▶ [Given passage]:
-- -- --

"Thank you for giving me the possibility to share my story"
18-07-2010"The boy took a piece of bread out of his pocket, a small piece of brown bread, held it out to the soldier and said: "Please, don’t shoot me and I’ll give you the bread…”
Forcing someone to witness the torture and/or killing of another person can be torture in itself. Indeed, the practice is as widely used as it is gruesome.
A refugee from Chechnya, now living in Georgia, recounts his harrowing story in the book My name is…, published by the Georgian Center for Psychosocial and Medical Rehabilitation of torture Victims (GRCT), a member of the IRCT.
"I was born in Kazakhstan. My parents had been deported from their native Chechnya. I remember returning to Chechnya only vaguely. I see, as if in a dream, my two sisters, my father and our low-ceilinged house with its slanting roof. I also see two rooms and a small corridor separating them. I see the only bed in which all my family slept before my father made a long wooden berth along the wall. He was a good carpenter. I also remember a mulberry tree in front of our house.
I remember listening to stories throughout my childhood. About my relatives and close friends of our family being lost during the deportation or being killed by the Soviet soldiers. In the evenings when our family got together, my father and mother always spoke about it. I heard the same stories elsewhere too: the hardships people had suffered when on February 23, 1944 at the coldest time of the year they were driven out of their houses half naked and forced on a long journey without being permitted to take a single thing from their home.
I listened to these stories as far-away fairy-tales. When I grew up, I began to think about them anew. They had left a deep wound in my soul. As I got older, this wound would not heal. The echo of the deportation and the brutality my people suffered make my feelings very intense.
We lived in great poverty in my childhood. But my father still managed to buy a bicycle for me; I nearly burst with pride. In the whole village only two boys had bicycles, and I used to give a ride first to the boys and then to the girls. It was a wonderful present.
"
... boys saw their mothers raped by the soldiers who looted and burned their houses. I recall many events from this war but; it is very painful for me.
"
A year after I got married the Soviet Union fell apart. In 1994 the genocide of my nation began. I witnessed the storming of Grozny. I have myself gathered people’s torn-off limbs and remains of human bodies – women, men, and children. We have been constantly on the move since then. My house was destroyed during the first Chechen war. We have not had a house of our own since then. It is as if we have got accustomed to this kind of life. We have food but we have no idea what’s going to happen tomorrow.
In the second Chechen war (1999) boys saw their mothers raped by the soldiers who looted and burned their houses. I recall many events from this war but; it is very painful for me.
There were concentration camps; the Russian government called them "filtration camps”. I was in such a camp. I was only there for a short while, but I saw a great number of horrors – raping of women and men. A boy told me: "They pushed a stick up my anus and then waving it before my nose, made me smell it saying, here, smell the aroma of the freedom!”
There were cases when a woman was raped in the presence of her own brother.

-- -- --

▶ [Entries supplied]:

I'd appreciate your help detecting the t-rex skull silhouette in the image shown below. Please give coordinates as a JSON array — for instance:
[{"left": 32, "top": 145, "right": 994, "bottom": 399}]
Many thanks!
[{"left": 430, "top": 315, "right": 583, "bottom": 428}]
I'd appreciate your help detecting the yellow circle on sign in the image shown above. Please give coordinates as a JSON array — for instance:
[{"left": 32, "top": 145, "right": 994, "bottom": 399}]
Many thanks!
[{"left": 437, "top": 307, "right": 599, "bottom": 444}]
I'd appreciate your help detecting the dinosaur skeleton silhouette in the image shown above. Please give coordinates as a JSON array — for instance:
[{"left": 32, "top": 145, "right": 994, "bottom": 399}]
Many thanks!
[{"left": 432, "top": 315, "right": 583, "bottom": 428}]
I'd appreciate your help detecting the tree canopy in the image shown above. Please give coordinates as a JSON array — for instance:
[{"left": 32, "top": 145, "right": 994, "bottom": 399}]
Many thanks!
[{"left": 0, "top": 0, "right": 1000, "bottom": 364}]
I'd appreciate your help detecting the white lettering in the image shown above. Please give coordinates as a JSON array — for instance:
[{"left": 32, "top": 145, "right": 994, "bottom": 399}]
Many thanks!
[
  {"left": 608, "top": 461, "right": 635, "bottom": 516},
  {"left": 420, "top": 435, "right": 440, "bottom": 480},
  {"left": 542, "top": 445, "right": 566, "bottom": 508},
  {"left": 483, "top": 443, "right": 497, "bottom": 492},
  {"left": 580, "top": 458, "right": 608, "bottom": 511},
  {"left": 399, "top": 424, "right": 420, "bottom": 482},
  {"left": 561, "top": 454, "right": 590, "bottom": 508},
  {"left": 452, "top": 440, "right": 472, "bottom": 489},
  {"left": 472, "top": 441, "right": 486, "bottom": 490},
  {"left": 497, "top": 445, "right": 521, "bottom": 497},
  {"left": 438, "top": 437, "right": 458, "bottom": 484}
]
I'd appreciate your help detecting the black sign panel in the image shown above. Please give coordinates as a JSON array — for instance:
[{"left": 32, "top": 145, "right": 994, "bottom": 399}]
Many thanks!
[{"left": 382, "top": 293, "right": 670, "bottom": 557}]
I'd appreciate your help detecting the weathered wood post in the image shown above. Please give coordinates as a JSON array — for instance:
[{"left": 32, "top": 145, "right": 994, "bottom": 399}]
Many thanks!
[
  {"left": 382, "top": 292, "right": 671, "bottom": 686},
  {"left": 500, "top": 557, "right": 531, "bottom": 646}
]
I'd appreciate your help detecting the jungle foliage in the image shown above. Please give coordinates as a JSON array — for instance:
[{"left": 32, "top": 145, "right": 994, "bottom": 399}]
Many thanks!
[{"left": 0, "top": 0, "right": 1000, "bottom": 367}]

-- -- --

▶ [What to produce]:
Write the next part of the Chechen refugee's testimony about torture, picking up after its final sentence.

▶ [Result below]:
I will never forget the suffering I experienced there. Physical pain is a terrible thing but one can bear it. It is much more difficult to endure moral abuse. I saw with my own eyes a boy of about nine or ten being shot. I saw a Russian soldier aiming his gun at him. The boy took a piece of bread out of his pocket, a small piece of brown bread, held it out to the soldier and said: "Please, don’t shoot me and I’ll give you the bread…”
When I recall this episode I realise that I’d rather have been killed then and there than to watch the boy die. How can you forget a thing like that? The soldier shooting the child with a sub-machine gun… And what was the child’s crime?
I knew that I should have done something to save the boy. But I failed to do anything. If I had tried to interfere I would not be sitting here now, and I would have destroyed a great many lives besides. But I have been blaming myself for the death of that little boy. It is very hard to live with such a huge feeling guilt. When I recall what happened I feel a beast is awakening in me and I have to make a great effort to calm myself down – I feel intense hatred towards those who did it. Then I calm down and try to tell myself that they also have mothers, brothers, sisters. I wish I had not seen it, had never felt it. But I was forced to.
I would like to tell all people that we are not immortal, that we are only guests in this world. Yesterday we were young and today it is already time for us to leave. The time we are entitled to in this world is very short. This is why I tell the mankind to spend this instantaneous life smiling at one another, sharing one another’s troubles, supporting and helping one another. Man needs very little. It is important to learn how to rejoice at the happiness of others.
"
I’m very grateful to your centre. However melancholy and depressed I might feel, after I have come here and stayed with you for some time I feel better.
"
I’m very grateful to your centre (1) . However melancholy and depressed I might feel, after I have come here and stayed with you for some time I feel better. Today when I was on my way here I was in a terribly bad mood. Now, after I have talked to you, opened my heart and – most importantly – talked to a person who is sincerely interested in my story, I am filled with positive energy. I feel relieved.
If one day your organisation would close down it would be a great shock for me. I come here as if I were coming to my own family. All the Chechen refugees I know say so. We are full of confidence and love for you. I have been living in Georgia for nine years. Your country has become my second native country, and today Georgia’s fate worries me as much as does the fate of my native Chechnya.
I thank you for giving me the possibility to share my story. I feel as if a very heavy burden had been removed from my shoulders – I feel virtue awakening. I always come here full of hope. I know I’ll come here, have a talk with you, then I’ll be taken to the kitchen and offered a cup of tea. And when I leave I’ll carry with me the feeling that I’m a human being. It is as if I come here to have it confirmed."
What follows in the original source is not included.